Trying to understand insertion sort algorithm - python

I'm reading some books on Python, data structures, and analysis and design of algorithms. I want to really understand the in's and out's of coding, and become an efficient programmer. It's difficult to ask the book to clarify, hence my question on stackoverflow. I'm really finding Algorithms and recursion challenging ... I posted some code (insertion sort) below that I'm trying to understand exactly what's happening. I understand, generally, what is supposed to happen, but I'm not really getting the how and why.
From trying to analyze pieces of the code on Python Idle, I know that:
key (holds variables) = 8, 2, 4, 9, 3, 6
and that:
i (holds the length) = 7 ( 1, 2, 3, 4, 5, 6, 7)
I don't know why 1 is used in the first line: range(1, len(mylist)). Any help is appreciated.
mylist = [8, 2, 4, 9, 3, 6]
for j in range(1,len(mylist)):
key = mylist[j]
i = j
while i > 0 and mylist[i-1] > key:
mylist[i] = mylist[i - 1]
i -= 1
mylist[i] = key

Let me try to break this down.
Start by considering a list. It is "almost" sorted. That is, the first few elements are sorted, but the last element is not sorted. So it looks something like this:
[10, 20, 30, 50, 15]
Obviously, the 15 is in the wrong place. So how do we move it?
━━━━━━
### Set task 1:
In the insertion sort question, which number is in the wrong place in the almost-sorted example list?
### Set task 2:
Repeat the passage of the insertion sort question starting with "Trying to understand insertion" and going on through "help is appreciated.".

### Raw records:
━━━━━━
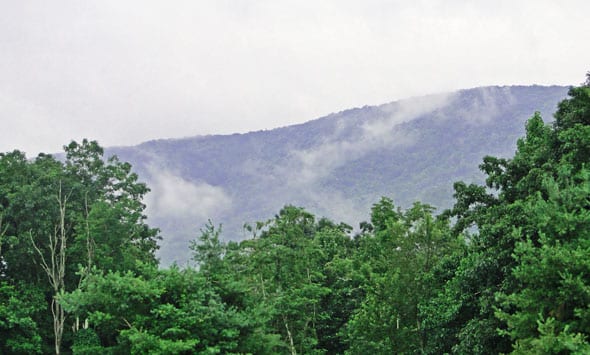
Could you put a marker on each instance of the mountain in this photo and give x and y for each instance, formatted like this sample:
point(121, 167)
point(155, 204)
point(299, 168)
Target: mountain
point(335, 166)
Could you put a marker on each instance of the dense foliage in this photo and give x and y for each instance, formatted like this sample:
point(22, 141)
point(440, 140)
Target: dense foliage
point(506, 270)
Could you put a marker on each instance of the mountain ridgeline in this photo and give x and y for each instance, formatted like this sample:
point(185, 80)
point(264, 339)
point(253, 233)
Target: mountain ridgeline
point(504, 269)
point(336, 166)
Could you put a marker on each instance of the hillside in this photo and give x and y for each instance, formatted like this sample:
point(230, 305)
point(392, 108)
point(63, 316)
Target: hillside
point(336, 166)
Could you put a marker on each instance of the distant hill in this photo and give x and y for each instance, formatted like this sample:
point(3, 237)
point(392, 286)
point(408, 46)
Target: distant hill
point(335, 166)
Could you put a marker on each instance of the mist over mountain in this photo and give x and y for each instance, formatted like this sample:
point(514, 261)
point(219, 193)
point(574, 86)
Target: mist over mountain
point(335, 166)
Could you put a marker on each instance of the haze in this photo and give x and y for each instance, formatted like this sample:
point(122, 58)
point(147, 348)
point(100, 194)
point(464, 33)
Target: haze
point(126, 72)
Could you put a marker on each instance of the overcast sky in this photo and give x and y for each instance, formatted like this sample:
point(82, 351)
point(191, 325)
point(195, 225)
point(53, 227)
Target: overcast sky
point(123, 72)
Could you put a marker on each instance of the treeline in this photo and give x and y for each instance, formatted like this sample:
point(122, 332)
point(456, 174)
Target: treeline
point(506, 270)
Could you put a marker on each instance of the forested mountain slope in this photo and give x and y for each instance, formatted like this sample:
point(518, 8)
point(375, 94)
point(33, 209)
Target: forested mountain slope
point(336, 166)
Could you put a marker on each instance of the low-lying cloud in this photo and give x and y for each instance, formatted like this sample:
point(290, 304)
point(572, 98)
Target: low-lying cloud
point(172, 196)
point(318, 162)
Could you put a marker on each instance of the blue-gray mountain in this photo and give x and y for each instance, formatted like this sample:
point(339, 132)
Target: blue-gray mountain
point(336, 166)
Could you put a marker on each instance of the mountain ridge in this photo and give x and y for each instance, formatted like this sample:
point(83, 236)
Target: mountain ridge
point(335, 165)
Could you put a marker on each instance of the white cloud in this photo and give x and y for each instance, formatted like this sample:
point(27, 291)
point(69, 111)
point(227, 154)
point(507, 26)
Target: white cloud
point(175, 197)
point(124, 72)
point(318, 162)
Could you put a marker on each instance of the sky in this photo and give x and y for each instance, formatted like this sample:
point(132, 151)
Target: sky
point(123, 72)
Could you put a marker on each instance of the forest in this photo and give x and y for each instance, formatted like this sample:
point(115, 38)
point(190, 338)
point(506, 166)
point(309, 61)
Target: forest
point(505, 270)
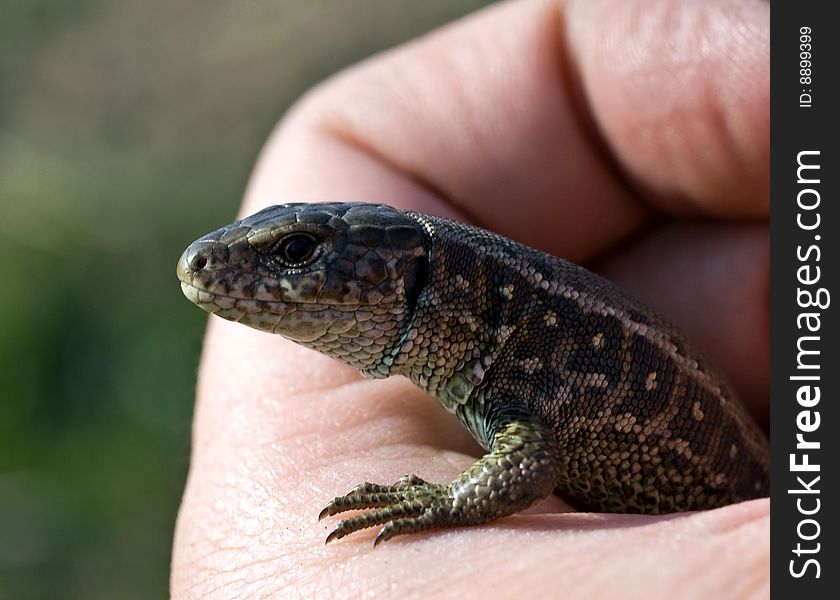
━━━━━━
### Full output 1:
15

### Full output 2:
Trying to understand insertion sort algorithm - python

I'm reading some books on Python, data structures, and analysis and design of algorithms. I want to really understand the in's and out's of coding, and become an efficient programmer. It's difficult to ask the book to clarify, hence my question on stackoverflow. I'm really finding Algorithms and recursion challenging ... I posted some code (insertion sort) below that I'm trying to understand exactly what's happening. I understand, generally, what is supposed to happen, but I'm not really getting the how and why.
From trying to analyze pieces of the code on Python Idle, I know that:
key (holds variables) = 8, 2, 4, 9, 3, 6
and that:
i (holds the length) = 7 ( 1, 2, 3, 4, 5, 6, 7)
I don't know why 1 is used in the first line: range(1, len(mylist)). Any help is appreciated.